-- START Text to read --
Humm, I *thought* that what the resize does is getting it bigger, but if
destination is bigger, it does nothing, no?


>    3) The source sends a series of RDMA block registration requests for the RAM
>    4) The destination sends a list of RAM registrations back to the source
>    5) This check is checking that this destination list matches the local list
>    6) As long as (4) happens after (2) then the size that the destination sees
>       should always match the source.
>    7) I think 4 is after 2 due to a qemu_fflush
>
> So keeping this check guards against 7 not really being true and/or
> the destination populating it's list of blocks prior to (2) - which I have
> a sneaky feeling might be happening, but am not sure yet.



>
> Dave
>
>> 
>> Thanks, Juan.
>> 
>> 
>> > -                ERROR(errp, "Block %s/%d has a different length %" PRIu64
>> > -                            "vs %" PRIu64, local->block[i].block_name, i,
>> > -                            local->block[i].length,
>> > +                fprintf(stderr, "INFO: Block %s/%d has a different length %"
>> > +                            PRIu64 "vs %" PRIu64, local->block[i].block_name,
>> > +                            i, local->block[i].length,
>> >                              rdma->dest_blocks[i].length);
>> > -                rdma->error_state = -EINVAL;
>> > -                return -EINVAL;
>> >              }
>> >              local->block[i].remote_host_addr =
>> >                      rdma->dest_blocks[i].remote_host_addr;
> --
> Dr. David Alan Gilbert / dgilbert@redhat.com / Manchester, UK
Dr. David Alan Gilbert July 9, 2015, 8:08 a.m. UTC | #4
* Juan Quintela (quintela@redhat.com) wrote:
> "Dr. David Alan Gilbert" <dgilbert@redhat.com> wrote:
> > * Juan Quintela (quintela@redhat.com) wrote:
> >> "Dr. David Alan Gilbert (git)" <dgilbert@redhat.com> wrote:
> >> > From: "Dr. David Alan Gilbert" <dgilbert@redhat.com>
> >> >
> >> > My e4d633207 patch has an over zealous sanity check that checked
> >> > the lengths of the RAM Blocks on source/destination were the same.  This
> >> > isn't true because of the 'used_length' trick for RAM blocks like the
> >> > ACPI table that vary in size.
> >> >
> >> > Prior to that patch RDMA would also fail in this case, but it should
> >> > now work with the changes in the set e4d633207 is in.
> >> >
> >> > Signed-off-by: Dr. David Alan Gilbert <dgilbert@redhat.com>
> >> >
> >> > Fixes: e4d633207c129dc5b7d145240ac4a1997ef3902f
> >> > ---
> >> >  migration/rdma.c | 13 +++++++------
> >> >  1 file changed, 7 insertions(+), 6 deletions(-)
> >> >
> >> > diff --git a/migration/rdma.c b/migration/rdma.c
> >> > index f106b2a..1d094b0 100644
> >> > --- a/migration/rdma.c
> >> > +++ b/migration/rdma.c
> >> > @@ -3338,14 +3338,15 @@ static int qemu_rdma_registration_stop(QEMUFile *f, void *opaque,
> >> >          for (i = 0; i < nb_dest_blocks; i++) {
> >> >              network_to_dest_block(&rdma->dest_blocks[i]);
> >> >  
> >> > -            /* We require that the blocks are in the same order */
> >> > +            /* We require that the blocks are in the same order,
> >> > +             * but the used_length trick for acpi blocks means that
> >> > +             * the destination can validly be larger than the source
> >> > +             */
> >> >              if (rdma->dest_blocks[i].length != local->block[i].length) {
> >> 
> >> Should we change the check to be that destination is bigger or equal
> >> than source?
-- END Text to read --
-- START Data shown --
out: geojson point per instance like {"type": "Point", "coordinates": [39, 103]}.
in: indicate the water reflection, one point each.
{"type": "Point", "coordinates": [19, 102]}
-- END Data shown --
Set tasks >>
- 1) Answer the following questions using the patch thread:
(a) Which file does the patch change, and how many insertions and deletions does it make?
(b) According to the new code comment, what trick means the destination can validly be larger than the source?
(c) In the numbered sequence, what does step 4 say the destination sends back to the source?
- 2) Summarize the patch thread in two sentences.

Answers to the tasks >>
- 1)
(a) The patch changes migration/rdma.c, with 7 insertions and 6 deletions.
(b) The used_length trick for ACPI blocks.
(c) A list of RAM registrations.

- 2) A patch to migration/rdma.c relaxes an over-zealous sanity check from commit e4d633207 that required RAM block lengths to match on source and destination, because the used_length trick for blocks such as the ACPI table lets them vary in size. Juan Quintela asks whether the check should instead require the destination to be bigger than or equal to the source, and David Alan Gilbert notes that keeping a check would guard against the destination populating its list of blocks before step (2).